::: Text extract
Closed tlienart closed 4 years ago
Right, the bulk of them are now translated, it would definitely benefit from a second pair of eyes (@vollmersj , @nignatiadis)
Some stuff to note:
Basically now that the base is there, we can add whatever we want to make these tutorials better and more interesting.
Regarding, bootstrapping, can the tutorials not use Bootstrapping.jl?
Hi Thibaut,
I will start with Lab 2, although I guess there is not too much to be said about it. The main thing missing compared to the R labs is an intro to plotting in Julia (though this is already one of your bullets). Two minor remarks
It seems throughout the Lab, first a code chunk is shown and then your text about it shows up below (see e.g., screenshot below). I would prefer it the other way around
"x = randn(1_000) # 500 points iid from a N(0, 1)": Typo, 1000 points
Thanks!! I think for the moment the tutorials assume at least basic knowledge in Julia and plotting, though I'll add a link to further resources + specify that other backends than PyPlot can be used. Maybe in the future there can be more hand holding for users who are really new etc but for now it seems premature.
Though what definitely would help is to just have more plots, it'll make tutorials sexier and may help people get examples on how to do stuff (effectively with matplotlib 😝 )
@ablaom re Bootstrapping.jl , maybe, I'll try to see what can be done on that side
PS: thanks for the heads up with respect to the text and the code alignment, this is actually not meant to be that way, will fix
Update:
I stumbled upon a very time consuming issue with ST but now that I know what caused it, I'll get back to the tutorials, in particular using the new confusion matrix and ROC stuff.
Did another full pass on ISL tutorials today and added lots of plots + goodies from MLJBase 0.8 (confusion matrix). It should be a fair bit better.
The most obviously missing stuff that I can see is a tool to get the decision boundary for models for which it's easy to get it (e.g. SVM, DTC) and plot it. Apart from that, not much more than comments already made but of course it'd be great to have someone else's perspective 😄
I worked through Lab 3 and liked it! Here are some minor suggestions: Perhaps the lab could start with a univariate regression lm(medv ~ lstat)
::::::
::: Data section
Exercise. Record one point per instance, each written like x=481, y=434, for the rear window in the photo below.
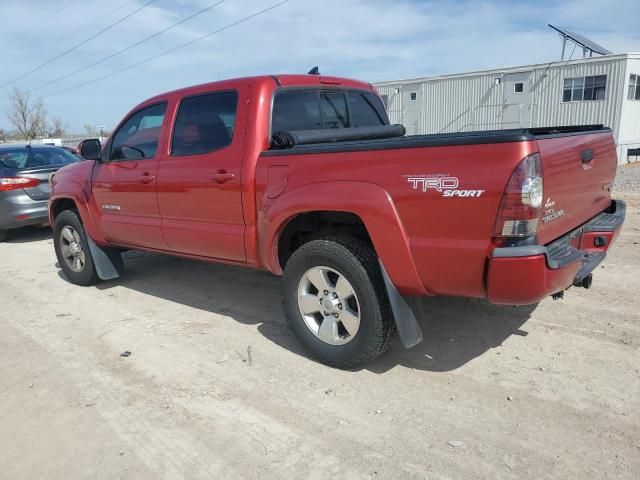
::::::
▸ Set problem:
Can you output the full thread on the tutorials above, word for word? The listing comes from a different source than the thread on the tutorials.

▸ Output:
Closed tlienart closed 4 years ago
Right, the bulk of them are now translated, it would definitely benefit from a second pair of eyes (@vollmersj , @nignatiadis)
Some stuff to note:
Basically now that the base is there, we can add whatever we want to make these tutorials better and more interesting.
Regarding, bootstrapping, can the tutorials not use Bootstrapping.jl?
Hi Thibaut,
I will start with Lab 2, although I guess there is not too much to be said about it. The main thing missing compared to the R labs is an intro to plotting in Julia (though this is already one of your bullets). Two minor remarks
It seems throughout the Lab, first a code chunk is shown and then your text about it shows up below (see e.g., screenshot below). I would prefer it the other way around
"x = randn(1_000) # 500 points iid from a N(0, 1)": Typo, 1000 points
Thanks!! I think for the moment the tutorials assume at least basic knowledge in Julia and plotting, though I'll add a link to further resources + specify that other backends than PyPlot can be used. Maybe in the future there can be more hand holding for users who are really new etc but for now it seems premature.
Though what definitely would help is to just have more plots, it'll make tutorials sexier and may help people get examples on how to do stuff (effectively with matplotlib 😝 )
@ablaom re Bootstrapping.jl , maybe, I'll try to see what can be done on that side
PS: thanks for the heads up with respect to the text and the code alignment, this is actually not meant to be that way, will fix
Update:
I stumbled upon a very time consuming issue with ST but now that I know what caused it, I'll get back to the tutorials, in particular using the new confusion matrix and ROC stuff.
Did another full pass on ISL tutorials today and added lots of plots + goodies from MLJBase 0.8 (confusion matrix). It should be a fair bit better.
The most obviously missing stuff that I can see is a tool to get the decision boundary for models for which it's easy to get it (e.g. SVM, DTC) and plot it. Apart from that, not much more than comments already made but of course it'd be great to have someone else's perspective 😄
I worked through Lab 3 and liked it! Here are some minor suggestions: Perhaps the lab could start with a univariate regression lm(medv ~ lstat)